[Text passage]
★ ★ ★ ★
British Prime Minister Boris Johnson spent a third night in intensive care with COVID-19 complications, but is improving and able to sit up as his government prepares to discuss how to review its most stringent shut down in the peacetime history.
Johnson, 55, was on Sunday evening admitted to London’s St Thomas’ Hospital with a persistent high temperature and cough, and was rushed to intensive care on Monday. He has received oxygen support, but has not been put on a ventilator.
“He has been sitting up in bed and been engaging positively with the clinical team,” British Chancellor of the Exchequer Rishi Sunak said on Wednesday. “His condition is improving.”
Photo: AFP
US President Donald Trump said that Johnson appeared to be improving after what he described as a “tough bout.”
“I just spoke with the representatives of the UK and I think that their great prime minister is doing much better today, or at least better,” Trump told reporters.
While Johnson is out of action, the country is entering what scientists have said is the deadliest phase of the outbreak and that the government is pondering the question of if and when to lift lockdown measures that have shut down much of the economy.
The government’s emergency response meeting was yesterday to discuss how it should deal with a review on lockdown measures. Johnson’s designated deputy, British Secretary of State for Foreign and Commonwealth Affairs Dominic Raab, was to chair the meeting.
Total UK hospital deaths from COVID-19 rose by a daily record of 938 to 7,097 as of 4pm on Tuesday, health officials said on Wednesday.
As the world’s fifth-largest economy faces the worst economic hit since World War II and the state has had to rapidly ramp up spending, the government said that it had expanded its overdraft with the Bank of England.
“Any drawings will be repaid as soon as possible before the end of the year,” the British Treasury and the Bank of England said.
★ ★ ★ ★
[Prompt]
Answer these questions using the report on Boris Johnson's illness above.
1. To which hospital was Johnson admitted?
2. Which official said on Wednesday that Johnson's condition was improving?
3. According to health officials, to what total did UK hospital deaths from COVID-19 rise as of 4pm on Tuesday?

[Dataset entries]
★ ★ ★ ★
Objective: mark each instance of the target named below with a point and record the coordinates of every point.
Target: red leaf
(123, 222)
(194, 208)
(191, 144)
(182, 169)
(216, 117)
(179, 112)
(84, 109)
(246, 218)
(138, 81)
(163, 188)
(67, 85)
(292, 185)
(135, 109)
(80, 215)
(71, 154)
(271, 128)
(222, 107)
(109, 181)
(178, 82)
★ ★ ★ ★
[Solution to the problem]
1. London's St Thomas' Hospital
2. British Chancellor of the Exchequer Rishi Sunak
3. 7,097